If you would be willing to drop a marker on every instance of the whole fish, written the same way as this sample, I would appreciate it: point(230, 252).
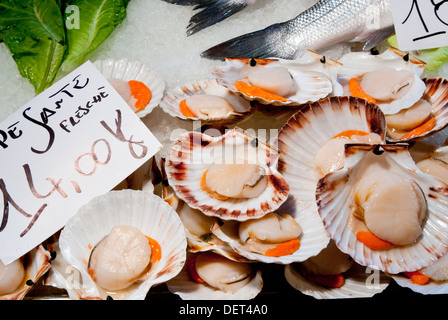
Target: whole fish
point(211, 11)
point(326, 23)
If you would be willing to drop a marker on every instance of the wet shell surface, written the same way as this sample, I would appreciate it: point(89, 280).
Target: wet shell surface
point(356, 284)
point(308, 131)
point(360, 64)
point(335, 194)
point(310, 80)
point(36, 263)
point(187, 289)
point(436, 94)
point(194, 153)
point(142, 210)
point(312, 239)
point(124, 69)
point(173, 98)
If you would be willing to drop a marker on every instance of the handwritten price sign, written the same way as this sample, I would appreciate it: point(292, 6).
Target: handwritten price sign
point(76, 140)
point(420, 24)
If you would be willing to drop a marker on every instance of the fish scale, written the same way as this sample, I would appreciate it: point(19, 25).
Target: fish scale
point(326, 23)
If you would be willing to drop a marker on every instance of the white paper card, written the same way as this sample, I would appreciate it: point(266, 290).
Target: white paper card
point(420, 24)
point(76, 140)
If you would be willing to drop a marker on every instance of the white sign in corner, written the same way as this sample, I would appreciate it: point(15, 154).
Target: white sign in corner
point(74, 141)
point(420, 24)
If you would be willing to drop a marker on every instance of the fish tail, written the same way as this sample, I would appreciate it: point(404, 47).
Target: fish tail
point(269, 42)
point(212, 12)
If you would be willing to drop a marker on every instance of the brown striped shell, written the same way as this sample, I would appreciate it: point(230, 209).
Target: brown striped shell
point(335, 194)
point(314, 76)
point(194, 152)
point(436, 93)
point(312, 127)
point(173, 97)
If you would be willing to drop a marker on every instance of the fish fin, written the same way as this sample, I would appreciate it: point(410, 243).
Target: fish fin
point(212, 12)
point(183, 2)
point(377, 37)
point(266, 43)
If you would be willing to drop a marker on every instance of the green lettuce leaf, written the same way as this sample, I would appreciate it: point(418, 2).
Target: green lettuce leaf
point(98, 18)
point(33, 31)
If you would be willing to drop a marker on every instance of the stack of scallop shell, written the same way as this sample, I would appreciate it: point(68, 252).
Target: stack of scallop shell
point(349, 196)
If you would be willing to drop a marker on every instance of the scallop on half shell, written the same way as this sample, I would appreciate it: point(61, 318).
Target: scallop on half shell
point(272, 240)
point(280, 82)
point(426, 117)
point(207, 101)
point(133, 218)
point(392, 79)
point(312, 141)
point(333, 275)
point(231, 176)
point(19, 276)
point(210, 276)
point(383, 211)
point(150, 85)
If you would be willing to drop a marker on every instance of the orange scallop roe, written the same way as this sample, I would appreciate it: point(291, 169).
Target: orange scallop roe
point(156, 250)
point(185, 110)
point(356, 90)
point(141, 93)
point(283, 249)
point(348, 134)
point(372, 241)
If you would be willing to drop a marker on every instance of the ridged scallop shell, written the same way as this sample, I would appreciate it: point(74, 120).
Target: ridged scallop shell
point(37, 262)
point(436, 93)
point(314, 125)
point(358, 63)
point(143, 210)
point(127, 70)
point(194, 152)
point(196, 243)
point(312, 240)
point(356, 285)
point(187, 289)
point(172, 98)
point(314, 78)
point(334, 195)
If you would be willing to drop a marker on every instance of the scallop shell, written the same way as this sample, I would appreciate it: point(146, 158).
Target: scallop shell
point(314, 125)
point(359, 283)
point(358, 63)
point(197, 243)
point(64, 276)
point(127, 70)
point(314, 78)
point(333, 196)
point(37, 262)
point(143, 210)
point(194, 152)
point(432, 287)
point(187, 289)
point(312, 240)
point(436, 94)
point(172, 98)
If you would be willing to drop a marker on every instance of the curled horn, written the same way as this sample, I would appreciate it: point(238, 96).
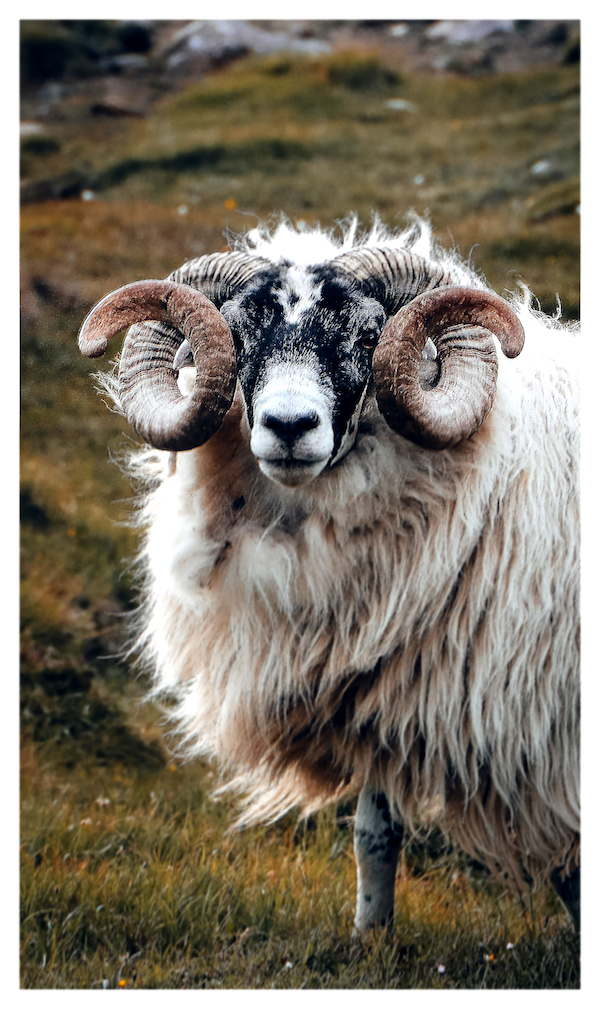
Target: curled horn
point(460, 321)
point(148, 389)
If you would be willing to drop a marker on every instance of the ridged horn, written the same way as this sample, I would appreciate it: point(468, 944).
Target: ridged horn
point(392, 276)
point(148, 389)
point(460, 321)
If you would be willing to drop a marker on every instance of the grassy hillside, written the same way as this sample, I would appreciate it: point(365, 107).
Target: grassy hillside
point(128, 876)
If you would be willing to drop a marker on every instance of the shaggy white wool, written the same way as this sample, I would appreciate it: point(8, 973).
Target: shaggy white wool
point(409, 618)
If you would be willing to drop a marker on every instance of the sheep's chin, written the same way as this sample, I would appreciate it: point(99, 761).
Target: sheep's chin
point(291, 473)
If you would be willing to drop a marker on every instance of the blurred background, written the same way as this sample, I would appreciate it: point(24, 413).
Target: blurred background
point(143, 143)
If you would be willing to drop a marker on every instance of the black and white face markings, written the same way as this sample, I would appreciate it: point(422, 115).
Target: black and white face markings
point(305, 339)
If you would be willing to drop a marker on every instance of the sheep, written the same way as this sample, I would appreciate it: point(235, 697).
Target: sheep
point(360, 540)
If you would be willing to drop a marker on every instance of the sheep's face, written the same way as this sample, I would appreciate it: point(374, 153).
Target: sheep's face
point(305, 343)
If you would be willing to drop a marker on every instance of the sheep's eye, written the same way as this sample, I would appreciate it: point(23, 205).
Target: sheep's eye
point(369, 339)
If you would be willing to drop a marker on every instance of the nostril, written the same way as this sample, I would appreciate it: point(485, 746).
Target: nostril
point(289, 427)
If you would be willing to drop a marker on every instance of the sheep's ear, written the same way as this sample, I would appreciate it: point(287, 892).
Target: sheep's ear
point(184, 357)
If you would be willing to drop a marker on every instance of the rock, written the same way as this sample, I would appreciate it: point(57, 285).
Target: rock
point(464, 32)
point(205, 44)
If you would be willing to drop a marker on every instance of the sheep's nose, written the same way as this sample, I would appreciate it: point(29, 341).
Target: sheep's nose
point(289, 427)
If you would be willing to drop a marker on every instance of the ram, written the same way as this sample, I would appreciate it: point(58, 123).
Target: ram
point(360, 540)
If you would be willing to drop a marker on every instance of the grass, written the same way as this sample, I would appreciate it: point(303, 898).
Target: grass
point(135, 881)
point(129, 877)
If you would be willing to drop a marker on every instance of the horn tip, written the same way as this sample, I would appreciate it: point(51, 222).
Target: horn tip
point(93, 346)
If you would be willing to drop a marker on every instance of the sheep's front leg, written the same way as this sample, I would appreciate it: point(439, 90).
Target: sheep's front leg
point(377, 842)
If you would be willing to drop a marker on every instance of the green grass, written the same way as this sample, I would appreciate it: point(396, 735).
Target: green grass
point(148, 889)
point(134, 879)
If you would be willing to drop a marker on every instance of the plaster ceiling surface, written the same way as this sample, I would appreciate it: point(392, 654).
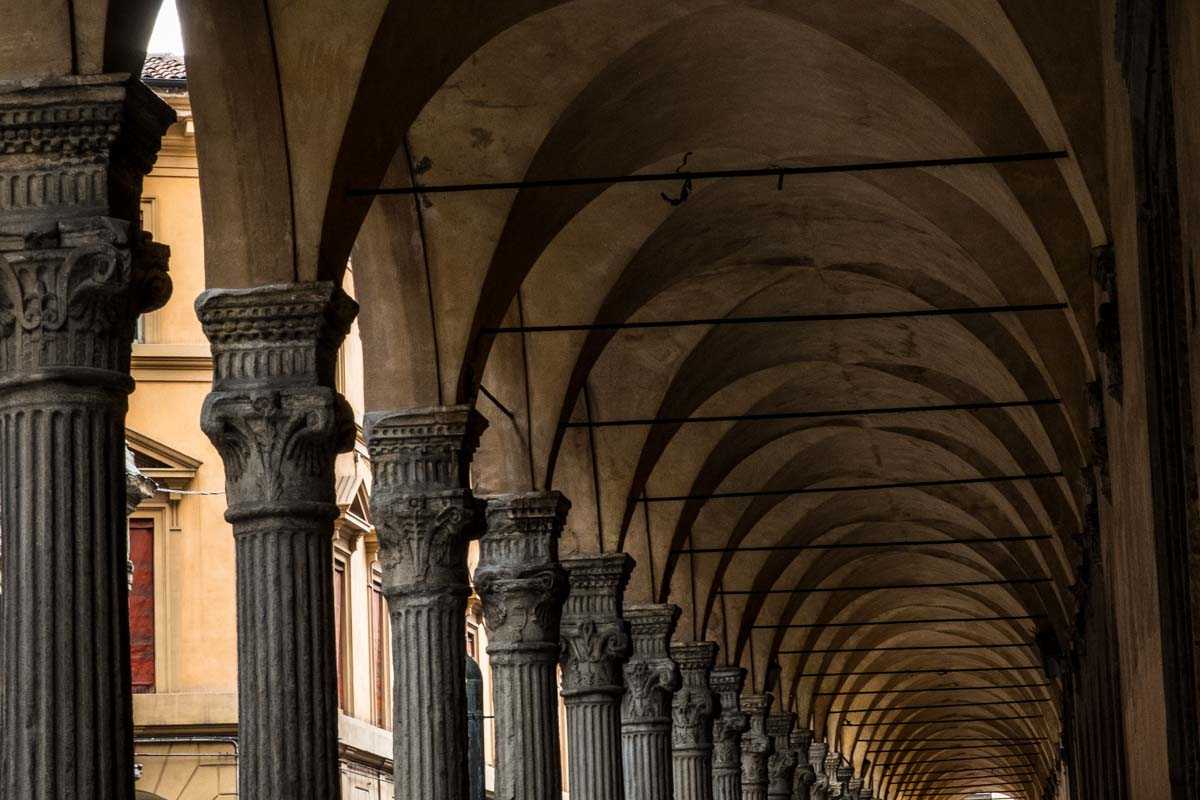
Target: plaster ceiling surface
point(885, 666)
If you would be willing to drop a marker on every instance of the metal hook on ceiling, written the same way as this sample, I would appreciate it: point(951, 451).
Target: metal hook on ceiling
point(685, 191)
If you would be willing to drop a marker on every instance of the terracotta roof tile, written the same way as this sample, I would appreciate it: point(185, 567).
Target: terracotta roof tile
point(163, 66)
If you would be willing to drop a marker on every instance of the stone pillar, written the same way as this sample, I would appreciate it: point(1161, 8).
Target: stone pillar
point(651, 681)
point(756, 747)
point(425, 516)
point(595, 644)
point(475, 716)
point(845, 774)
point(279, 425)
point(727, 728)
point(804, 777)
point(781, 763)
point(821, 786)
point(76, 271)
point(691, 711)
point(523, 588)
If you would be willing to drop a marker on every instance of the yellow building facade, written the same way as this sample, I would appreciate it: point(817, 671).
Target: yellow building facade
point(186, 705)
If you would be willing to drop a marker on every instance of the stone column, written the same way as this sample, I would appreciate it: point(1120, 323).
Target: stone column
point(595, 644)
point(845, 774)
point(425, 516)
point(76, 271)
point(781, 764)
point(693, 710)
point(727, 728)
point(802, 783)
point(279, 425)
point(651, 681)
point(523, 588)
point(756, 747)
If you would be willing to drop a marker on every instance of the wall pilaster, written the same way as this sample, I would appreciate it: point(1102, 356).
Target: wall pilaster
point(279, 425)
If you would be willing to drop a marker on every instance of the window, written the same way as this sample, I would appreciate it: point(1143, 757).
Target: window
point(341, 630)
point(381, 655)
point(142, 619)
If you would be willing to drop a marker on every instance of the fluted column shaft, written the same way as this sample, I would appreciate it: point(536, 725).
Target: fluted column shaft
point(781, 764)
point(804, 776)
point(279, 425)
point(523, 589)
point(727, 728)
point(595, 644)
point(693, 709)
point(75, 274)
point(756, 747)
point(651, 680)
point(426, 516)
= = = =
* [To be done]
Copy out, unchanged, the stretch of entries from the line containing "it: point(74, 120)." through the line containing "point(334, 195)", with both of those lines included.

* [Expected output]
If you would be willing to drop a marker on every instance of the ridged scallop shell, written the same way as this sample, I would appreciate it: point(74, 120).
Target: ridged scallop shell
point(37, 262)
point(436, 93)
point(314, 125)
point(358, 63)
point(143, 210)
point(127, 70)
point(194, 152)
point(196, 243)
point(312, 240)
point(356, 285)
point(187, 289)
point(172, 98)
point(314, 78)
point(334, 195)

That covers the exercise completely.